Rewrite everything in the data below, from the line containing "of the wall" through the end of the data, as a numbered list, omitting blank lines and any pictures.

Records from a collection:
────────────────────

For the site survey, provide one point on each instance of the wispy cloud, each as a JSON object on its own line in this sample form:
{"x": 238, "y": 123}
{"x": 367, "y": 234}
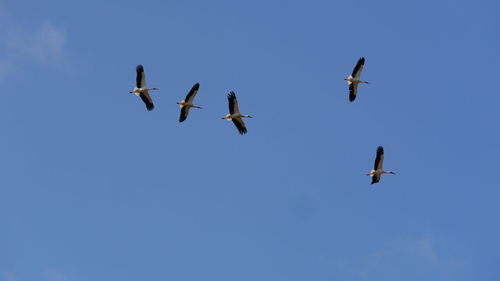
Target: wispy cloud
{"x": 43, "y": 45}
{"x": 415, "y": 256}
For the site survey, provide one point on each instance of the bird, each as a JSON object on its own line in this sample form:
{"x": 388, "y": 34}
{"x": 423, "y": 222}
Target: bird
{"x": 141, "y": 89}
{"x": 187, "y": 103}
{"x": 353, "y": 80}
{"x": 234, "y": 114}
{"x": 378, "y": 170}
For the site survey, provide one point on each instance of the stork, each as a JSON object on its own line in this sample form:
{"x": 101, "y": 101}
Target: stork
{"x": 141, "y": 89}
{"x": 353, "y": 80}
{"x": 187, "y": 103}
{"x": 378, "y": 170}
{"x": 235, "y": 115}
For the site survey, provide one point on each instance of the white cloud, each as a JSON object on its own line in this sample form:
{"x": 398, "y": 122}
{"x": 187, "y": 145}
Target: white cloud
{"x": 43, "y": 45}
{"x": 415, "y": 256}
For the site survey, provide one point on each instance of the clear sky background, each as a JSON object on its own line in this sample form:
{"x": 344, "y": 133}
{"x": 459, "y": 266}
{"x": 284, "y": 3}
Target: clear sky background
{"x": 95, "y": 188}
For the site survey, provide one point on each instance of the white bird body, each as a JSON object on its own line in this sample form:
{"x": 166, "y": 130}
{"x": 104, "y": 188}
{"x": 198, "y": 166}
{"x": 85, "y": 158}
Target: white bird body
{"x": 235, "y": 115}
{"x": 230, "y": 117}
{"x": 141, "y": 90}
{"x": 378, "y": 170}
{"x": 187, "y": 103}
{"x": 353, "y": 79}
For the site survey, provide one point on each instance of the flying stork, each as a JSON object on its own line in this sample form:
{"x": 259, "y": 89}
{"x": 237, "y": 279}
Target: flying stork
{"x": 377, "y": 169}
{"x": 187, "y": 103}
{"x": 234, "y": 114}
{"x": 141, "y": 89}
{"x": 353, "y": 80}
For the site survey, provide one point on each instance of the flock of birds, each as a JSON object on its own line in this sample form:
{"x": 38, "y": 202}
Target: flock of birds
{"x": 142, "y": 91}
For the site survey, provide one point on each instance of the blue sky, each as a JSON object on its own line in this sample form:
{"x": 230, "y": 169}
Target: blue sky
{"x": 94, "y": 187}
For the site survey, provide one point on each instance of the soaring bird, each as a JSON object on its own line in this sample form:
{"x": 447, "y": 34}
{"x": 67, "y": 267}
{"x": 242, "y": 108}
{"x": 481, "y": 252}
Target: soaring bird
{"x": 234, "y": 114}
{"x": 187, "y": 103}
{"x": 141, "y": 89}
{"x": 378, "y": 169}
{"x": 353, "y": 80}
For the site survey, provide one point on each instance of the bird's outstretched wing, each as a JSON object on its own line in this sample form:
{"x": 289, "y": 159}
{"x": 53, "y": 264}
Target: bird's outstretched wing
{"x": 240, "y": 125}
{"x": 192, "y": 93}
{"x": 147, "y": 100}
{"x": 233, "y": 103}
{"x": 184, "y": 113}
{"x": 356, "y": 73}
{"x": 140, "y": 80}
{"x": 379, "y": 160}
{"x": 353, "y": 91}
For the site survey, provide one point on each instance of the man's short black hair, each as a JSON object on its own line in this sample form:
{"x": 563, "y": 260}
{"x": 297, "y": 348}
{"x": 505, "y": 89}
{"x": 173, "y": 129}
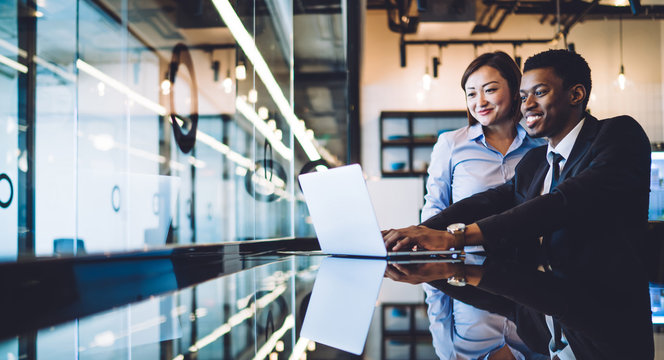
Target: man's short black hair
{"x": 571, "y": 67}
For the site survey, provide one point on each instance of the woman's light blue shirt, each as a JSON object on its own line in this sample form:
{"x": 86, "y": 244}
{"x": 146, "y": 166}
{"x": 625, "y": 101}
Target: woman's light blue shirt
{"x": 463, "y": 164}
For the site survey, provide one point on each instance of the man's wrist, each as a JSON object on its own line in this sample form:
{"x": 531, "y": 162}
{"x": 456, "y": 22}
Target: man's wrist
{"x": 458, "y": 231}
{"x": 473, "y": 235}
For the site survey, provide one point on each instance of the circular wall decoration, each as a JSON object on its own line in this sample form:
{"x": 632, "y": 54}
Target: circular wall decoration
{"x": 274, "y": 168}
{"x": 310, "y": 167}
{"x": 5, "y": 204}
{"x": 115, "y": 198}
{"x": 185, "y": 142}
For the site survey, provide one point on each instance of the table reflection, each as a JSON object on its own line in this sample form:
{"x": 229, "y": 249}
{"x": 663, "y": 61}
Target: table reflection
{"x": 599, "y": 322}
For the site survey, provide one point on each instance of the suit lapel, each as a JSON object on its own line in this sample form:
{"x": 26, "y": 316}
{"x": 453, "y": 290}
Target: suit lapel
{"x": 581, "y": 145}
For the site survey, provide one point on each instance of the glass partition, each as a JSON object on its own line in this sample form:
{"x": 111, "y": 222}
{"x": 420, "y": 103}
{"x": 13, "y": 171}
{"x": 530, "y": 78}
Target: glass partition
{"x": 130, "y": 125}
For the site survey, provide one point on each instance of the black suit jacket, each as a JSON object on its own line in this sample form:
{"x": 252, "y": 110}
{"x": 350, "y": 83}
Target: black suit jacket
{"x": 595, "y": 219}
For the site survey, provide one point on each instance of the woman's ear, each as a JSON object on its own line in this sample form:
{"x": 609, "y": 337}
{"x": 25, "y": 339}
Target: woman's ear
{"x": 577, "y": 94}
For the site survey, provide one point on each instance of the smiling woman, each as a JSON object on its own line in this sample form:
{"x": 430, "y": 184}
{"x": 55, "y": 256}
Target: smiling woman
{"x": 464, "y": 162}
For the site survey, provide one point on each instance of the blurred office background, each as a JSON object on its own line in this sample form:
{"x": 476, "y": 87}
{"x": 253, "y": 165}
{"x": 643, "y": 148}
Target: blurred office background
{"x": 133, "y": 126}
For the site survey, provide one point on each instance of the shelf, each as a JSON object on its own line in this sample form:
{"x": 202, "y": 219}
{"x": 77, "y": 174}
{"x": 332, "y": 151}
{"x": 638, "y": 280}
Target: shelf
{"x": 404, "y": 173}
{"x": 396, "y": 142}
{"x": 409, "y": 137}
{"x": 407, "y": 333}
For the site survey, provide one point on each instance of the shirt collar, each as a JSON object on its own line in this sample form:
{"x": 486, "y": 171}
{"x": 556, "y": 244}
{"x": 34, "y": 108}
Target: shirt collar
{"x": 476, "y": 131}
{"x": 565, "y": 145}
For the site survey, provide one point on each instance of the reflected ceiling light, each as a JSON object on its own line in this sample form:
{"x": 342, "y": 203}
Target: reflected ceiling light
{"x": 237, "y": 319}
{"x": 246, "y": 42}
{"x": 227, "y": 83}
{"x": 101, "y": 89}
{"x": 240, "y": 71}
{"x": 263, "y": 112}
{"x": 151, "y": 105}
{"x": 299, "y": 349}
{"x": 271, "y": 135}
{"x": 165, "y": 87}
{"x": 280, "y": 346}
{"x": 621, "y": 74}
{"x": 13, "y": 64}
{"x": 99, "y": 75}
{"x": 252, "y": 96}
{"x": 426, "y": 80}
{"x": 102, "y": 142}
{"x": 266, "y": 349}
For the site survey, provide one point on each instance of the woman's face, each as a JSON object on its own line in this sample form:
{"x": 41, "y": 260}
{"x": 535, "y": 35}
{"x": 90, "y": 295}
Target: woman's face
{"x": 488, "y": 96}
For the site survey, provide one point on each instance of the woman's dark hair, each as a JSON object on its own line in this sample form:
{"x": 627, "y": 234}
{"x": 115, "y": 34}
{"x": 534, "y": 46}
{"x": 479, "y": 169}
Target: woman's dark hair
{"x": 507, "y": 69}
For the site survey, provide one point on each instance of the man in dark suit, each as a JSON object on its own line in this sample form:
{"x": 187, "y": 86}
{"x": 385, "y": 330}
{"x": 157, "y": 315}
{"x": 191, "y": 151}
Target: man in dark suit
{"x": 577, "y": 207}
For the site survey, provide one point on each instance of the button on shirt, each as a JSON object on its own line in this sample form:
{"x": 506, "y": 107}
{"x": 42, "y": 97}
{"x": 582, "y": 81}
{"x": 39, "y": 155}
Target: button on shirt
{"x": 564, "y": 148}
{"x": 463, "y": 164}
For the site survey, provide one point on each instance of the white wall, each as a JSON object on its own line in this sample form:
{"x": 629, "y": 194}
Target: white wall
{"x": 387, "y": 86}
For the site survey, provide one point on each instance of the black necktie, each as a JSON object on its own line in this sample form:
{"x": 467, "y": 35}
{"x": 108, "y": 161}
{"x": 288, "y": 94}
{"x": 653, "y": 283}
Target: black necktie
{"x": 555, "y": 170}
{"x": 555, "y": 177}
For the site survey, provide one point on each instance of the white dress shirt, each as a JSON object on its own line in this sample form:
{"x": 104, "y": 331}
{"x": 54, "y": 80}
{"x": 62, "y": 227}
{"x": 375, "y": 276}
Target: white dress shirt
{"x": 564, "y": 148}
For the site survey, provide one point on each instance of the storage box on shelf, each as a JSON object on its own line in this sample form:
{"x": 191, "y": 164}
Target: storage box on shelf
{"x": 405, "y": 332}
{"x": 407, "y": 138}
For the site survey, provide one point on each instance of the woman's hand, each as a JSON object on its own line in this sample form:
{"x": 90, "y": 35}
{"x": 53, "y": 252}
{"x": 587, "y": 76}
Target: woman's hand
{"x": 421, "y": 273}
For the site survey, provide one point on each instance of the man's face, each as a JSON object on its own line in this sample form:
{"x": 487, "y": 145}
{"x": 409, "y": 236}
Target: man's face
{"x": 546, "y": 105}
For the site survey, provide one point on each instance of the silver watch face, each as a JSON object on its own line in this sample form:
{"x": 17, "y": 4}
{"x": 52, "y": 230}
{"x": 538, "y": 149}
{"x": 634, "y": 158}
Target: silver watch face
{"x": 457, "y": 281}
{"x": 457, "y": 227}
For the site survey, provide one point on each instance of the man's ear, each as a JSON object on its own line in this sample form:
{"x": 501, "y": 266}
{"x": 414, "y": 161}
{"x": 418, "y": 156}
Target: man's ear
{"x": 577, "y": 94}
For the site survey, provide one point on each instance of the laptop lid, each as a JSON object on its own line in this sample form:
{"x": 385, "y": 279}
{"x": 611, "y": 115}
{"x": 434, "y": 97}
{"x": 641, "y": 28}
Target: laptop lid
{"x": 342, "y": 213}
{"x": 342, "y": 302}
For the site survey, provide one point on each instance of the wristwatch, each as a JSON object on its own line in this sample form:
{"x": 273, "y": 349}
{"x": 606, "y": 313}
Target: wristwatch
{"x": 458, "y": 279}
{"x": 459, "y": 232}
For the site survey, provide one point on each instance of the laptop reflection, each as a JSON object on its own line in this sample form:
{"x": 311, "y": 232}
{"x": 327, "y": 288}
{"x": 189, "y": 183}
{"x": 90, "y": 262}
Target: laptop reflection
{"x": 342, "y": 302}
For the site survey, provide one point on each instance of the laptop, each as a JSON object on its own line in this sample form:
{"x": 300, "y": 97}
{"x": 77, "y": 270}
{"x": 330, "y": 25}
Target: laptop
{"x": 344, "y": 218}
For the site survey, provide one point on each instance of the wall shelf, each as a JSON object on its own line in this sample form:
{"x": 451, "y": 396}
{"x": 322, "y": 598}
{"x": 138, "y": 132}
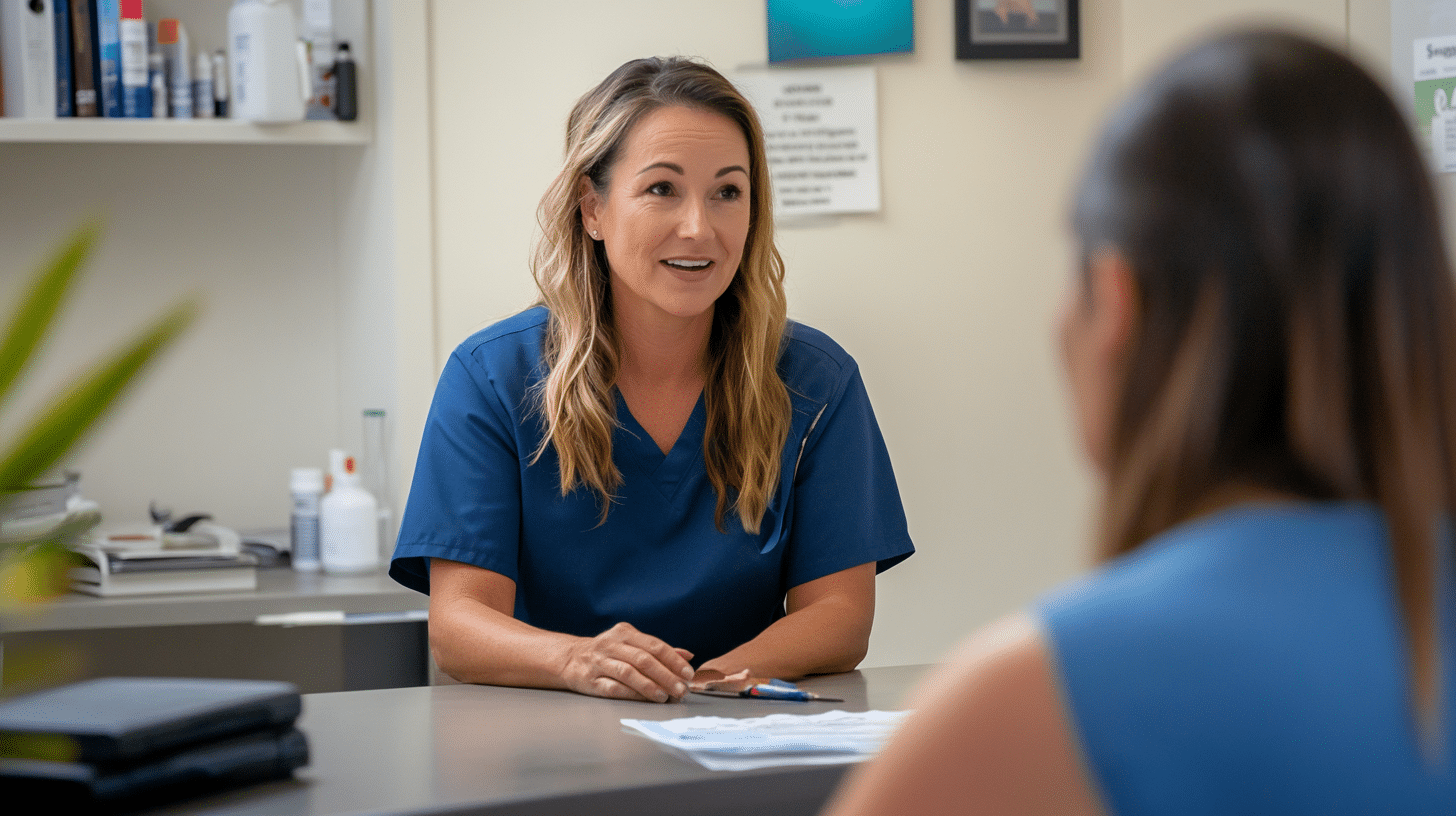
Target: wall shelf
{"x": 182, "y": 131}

────────────────────

> _Task output_:
1. For the site survey, provide one point on each instance of the wall shelf, each as a JSON object on its own line in this sample form:
2. {"x": 451, "y": 396}
3. {"x": 322, "y": 598}
4. {"x": 138, "y": 132}
5. Target: wall shelf
6. {"x": 182, "y": 131}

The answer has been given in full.